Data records
*** Block opens ***

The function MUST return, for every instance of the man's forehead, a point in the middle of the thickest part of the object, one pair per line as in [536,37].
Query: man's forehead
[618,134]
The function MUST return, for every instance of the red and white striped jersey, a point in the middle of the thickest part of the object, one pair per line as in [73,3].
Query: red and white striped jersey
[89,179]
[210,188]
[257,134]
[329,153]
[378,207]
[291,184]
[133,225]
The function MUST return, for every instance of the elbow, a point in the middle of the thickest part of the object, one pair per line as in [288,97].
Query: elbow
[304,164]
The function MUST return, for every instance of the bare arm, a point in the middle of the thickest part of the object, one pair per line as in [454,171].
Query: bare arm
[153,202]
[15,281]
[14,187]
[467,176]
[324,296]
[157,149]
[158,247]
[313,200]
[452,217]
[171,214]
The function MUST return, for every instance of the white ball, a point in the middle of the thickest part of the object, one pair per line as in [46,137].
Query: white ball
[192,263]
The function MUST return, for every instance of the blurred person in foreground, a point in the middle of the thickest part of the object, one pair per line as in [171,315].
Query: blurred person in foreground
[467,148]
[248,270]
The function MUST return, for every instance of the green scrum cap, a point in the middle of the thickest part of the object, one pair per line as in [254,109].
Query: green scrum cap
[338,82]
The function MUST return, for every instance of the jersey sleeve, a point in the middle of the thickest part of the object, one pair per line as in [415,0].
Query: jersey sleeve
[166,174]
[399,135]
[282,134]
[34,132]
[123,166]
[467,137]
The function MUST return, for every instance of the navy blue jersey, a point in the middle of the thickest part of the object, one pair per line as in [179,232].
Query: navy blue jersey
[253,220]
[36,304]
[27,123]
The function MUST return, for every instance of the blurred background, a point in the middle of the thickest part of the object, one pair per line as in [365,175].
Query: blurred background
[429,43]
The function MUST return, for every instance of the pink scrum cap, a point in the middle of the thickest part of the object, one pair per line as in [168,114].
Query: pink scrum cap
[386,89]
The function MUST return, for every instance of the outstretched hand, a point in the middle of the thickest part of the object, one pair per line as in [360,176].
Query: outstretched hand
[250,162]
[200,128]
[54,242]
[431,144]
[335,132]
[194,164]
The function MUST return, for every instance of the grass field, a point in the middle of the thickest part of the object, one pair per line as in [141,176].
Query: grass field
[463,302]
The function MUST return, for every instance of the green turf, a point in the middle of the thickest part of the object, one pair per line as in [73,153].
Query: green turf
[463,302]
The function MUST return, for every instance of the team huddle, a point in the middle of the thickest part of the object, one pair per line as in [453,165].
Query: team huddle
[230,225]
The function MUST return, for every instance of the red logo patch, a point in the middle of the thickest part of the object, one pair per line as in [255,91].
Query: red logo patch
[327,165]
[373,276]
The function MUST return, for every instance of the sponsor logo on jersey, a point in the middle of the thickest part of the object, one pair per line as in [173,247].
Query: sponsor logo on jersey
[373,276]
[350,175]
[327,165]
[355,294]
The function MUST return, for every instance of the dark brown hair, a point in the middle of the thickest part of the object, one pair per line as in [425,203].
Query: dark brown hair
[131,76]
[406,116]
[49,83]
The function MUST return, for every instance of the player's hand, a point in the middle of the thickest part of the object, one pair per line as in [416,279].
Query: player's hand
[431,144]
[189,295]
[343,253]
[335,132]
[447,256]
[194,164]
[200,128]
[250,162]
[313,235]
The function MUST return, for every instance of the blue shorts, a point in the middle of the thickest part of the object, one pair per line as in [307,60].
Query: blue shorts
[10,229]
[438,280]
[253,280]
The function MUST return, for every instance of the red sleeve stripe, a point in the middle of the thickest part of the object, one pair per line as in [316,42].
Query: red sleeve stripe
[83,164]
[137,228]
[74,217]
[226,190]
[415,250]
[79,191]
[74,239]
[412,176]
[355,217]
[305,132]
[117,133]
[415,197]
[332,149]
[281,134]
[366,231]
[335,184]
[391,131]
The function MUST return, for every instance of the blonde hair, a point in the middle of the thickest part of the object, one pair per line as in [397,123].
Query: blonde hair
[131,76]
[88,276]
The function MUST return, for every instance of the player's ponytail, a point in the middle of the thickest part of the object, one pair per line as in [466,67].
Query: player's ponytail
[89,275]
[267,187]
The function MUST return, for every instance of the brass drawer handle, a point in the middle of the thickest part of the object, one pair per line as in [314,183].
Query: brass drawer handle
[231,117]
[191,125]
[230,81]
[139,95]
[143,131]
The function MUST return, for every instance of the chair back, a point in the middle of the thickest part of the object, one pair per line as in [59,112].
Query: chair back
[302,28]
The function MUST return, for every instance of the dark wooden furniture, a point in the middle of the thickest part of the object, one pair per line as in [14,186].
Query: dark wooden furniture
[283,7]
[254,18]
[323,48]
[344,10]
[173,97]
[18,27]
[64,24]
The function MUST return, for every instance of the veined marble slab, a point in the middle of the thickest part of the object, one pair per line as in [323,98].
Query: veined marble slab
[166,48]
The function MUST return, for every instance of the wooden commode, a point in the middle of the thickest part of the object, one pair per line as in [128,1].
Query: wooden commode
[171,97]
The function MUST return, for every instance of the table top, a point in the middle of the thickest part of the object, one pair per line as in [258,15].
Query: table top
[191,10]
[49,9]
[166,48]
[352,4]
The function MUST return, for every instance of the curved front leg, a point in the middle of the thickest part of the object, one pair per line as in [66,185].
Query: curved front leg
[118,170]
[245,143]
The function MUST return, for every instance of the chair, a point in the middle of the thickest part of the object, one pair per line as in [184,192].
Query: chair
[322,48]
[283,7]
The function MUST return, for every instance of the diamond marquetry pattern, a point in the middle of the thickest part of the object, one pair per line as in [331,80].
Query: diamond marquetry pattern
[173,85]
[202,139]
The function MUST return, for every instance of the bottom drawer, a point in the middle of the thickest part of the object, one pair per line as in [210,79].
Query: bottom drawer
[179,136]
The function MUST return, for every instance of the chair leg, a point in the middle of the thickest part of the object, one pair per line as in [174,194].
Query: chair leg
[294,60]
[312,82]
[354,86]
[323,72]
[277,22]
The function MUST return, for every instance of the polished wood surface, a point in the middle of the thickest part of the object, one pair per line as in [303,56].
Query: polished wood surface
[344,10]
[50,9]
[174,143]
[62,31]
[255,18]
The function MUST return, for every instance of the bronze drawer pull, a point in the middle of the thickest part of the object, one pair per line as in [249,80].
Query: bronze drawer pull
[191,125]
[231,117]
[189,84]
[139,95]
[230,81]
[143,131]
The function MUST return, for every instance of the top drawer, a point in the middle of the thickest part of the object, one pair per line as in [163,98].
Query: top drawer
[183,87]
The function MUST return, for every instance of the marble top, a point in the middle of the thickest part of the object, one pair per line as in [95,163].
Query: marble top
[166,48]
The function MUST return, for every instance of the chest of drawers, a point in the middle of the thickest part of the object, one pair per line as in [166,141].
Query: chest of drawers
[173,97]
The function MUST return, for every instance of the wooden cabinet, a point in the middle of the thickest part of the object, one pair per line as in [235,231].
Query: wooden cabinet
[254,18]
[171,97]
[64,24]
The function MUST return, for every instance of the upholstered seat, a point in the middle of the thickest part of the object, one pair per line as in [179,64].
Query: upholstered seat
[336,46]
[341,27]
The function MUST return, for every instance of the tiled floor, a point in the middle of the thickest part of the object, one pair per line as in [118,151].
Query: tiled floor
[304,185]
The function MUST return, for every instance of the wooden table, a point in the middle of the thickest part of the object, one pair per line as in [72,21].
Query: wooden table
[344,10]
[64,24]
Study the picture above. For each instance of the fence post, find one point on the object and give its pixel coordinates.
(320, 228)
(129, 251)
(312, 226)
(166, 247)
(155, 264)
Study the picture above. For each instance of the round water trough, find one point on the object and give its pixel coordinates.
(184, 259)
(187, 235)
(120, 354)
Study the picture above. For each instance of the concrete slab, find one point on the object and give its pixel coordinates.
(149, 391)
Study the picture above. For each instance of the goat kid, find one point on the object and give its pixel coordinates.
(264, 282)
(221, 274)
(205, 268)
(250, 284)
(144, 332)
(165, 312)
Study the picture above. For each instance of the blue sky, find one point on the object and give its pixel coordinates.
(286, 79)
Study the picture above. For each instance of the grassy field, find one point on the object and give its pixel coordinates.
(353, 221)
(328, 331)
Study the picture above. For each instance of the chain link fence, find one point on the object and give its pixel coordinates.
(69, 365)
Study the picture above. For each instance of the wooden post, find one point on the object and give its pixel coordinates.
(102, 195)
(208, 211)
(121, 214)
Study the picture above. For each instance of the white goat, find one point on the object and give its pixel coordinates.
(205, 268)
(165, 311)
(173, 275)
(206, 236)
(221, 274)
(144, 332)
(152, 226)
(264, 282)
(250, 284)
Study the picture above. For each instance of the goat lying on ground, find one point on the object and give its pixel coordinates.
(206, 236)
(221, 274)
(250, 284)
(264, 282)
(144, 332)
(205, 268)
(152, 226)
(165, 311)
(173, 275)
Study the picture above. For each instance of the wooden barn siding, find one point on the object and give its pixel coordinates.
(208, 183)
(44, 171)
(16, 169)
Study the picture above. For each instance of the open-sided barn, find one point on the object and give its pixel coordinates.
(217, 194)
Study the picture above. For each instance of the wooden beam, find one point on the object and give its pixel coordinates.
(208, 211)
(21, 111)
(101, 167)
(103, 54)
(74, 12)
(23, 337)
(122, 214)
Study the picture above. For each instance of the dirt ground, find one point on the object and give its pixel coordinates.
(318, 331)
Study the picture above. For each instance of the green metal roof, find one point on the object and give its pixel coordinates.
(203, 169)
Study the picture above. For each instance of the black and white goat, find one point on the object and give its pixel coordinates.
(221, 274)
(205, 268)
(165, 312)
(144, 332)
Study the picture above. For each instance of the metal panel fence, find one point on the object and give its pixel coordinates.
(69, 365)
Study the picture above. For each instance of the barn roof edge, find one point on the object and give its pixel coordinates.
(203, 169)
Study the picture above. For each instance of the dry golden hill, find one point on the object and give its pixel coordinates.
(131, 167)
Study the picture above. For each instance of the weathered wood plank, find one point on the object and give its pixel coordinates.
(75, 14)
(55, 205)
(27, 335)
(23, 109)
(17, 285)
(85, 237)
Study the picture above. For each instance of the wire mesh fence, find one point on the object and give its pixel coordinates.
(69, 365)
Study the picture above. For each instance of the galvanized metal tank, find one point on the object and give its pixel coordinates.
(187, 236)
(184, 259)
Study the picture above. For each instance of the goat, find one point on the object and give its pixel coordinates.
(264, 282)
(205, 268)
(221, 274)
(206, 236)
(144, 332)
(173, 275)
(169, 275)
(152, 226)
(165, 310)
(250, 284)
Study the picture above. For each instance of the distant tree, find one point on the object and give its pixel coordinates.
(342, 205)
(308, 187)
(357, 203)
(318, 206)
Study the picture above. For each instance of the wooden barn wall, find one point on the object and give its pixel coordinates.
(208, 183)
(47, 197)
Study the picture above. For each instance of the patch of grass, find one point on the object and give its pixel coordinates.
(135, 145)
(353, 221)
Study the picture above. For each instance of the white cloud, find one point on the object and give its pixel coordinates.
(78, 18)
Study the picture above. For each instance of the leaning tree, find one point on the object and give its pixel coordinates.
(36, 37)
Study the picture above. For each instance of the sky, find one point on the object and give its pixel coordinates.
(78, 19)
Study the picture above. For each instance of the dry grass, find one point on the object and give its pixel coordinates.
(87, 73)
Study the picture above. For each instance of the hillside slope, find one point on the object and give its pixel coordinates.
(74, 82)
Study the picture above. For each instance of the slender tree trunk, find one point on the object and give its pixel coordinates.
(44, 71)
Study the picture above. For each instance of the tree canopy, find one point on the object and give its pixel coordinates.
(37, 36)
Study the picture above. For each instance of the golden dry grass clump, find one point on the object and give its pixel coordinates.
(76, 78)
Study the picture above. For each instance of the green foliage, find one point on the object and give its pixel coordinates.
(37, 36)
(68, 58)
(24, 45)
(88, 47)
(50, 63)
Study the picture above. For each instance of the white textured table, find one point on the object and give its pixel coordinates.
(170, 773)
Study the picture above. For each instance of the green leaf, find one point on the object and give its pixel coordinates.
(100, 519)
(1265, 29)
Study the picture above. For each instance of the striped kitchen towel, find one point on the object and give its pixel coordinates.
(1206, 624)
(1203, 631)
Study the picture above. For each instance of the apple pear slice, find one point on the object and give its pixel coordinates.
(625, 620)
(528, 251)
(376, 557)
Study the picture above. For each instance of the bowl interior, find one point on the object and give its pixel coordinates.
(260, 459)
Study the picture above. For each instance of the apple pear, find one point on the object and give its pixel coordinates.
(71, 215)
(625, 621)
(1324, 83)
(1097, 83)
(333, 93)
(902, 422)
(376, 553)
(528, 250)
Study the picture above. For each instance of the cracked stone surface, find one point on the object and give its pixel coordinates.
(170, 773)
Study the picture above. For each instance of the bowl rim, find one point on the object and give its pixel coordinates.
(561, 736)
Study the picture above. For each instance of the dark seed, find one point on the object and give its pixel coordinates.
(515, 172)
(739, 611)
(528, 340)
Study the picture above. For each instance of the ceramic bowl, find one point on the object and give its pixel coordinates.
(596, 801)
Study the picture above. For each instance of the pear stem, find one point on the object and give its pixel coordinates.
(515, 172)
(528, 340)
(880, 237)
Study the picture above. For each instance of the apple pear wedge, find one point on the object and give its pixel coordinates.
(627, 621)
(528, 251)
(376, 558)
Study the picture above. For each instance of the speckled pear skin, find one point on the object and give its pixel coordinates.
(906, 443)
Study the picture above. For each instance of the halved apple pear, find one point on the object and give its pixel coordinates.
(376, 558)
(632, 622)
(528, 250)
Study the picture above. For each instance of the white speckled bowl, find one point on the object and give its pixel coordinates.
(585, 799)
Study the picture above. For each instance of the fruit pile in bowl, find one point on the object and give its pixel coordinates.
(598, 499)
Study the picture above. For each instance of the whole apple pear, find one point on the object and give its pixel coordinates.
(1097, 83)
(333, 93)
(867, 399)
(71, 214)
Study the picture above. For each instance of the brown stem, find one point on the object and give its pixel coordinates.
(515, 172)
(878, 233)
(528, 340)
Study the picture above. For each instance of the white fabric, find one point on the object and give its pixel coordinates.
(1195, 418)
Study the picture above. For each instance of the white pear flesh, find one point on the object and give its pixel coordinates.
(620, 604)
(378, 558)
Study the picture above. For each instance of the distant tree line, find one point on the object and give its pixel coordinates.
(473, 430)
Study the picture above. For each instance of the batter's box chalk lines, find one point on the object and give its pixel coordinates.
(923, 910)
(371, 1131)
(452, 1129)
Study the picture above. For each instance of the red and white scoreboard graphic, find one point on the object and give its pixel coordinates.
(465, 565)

*** Block closes ***

**Task statement:** In the data above, find the line with "as in [416,279]." and the line with "The function MUST return, for every instance of the brass". Retype both, plus every line between them, exactly.

**Result of the task:**
The function MUST return, for every instance of the player's hand, a point in the middle of the thickest part of the object, one pair per line as in [416,279].
Query: player's hand
[431,144]
[189,295]
[343,253]
[335,132]
[447,256]
[194,164]
[200,128]
[250,162]
[313,235]
The function MUST return, for every instance of the blue shorts, a point in the middle of the thickest part of the object, one pair per line as in [307,60].
Query: blue shorts
[10,229]
[438,280]
[253,280]
The function MUST return, for every instance of the red sleeve stripe, a point in the middle of the thickest part of the object, one pair per line as in [316,42].
Query: red sleeve stripe
[83,164]
[137,228]
[74,217]
[226,190]
[415,250]
[79,191]
[74,239]
[412,176]
[355,217]
[305,132]
[117,133]
[415,197]
[332,149]
[281,134]
[366,231]
[335,184]
[391,131]
The function MUST return, for every instance of the blonde hair, a point in the middle of the thickest part of the object, one pair per line as in [397,123].
Query: blonde hair
[131,76]
[88,276]
The function MUST return, for every instance of the player's ponytail, a point in the middle of the thickest part of the object, one pair per line as in [466,67].
Query: player's ponytail
[89,275]
[267,187]
The function MUST return, for every instance of the brass drawer handle, a point in the middle of the thickest part of the object, one pair per line as in [314,183].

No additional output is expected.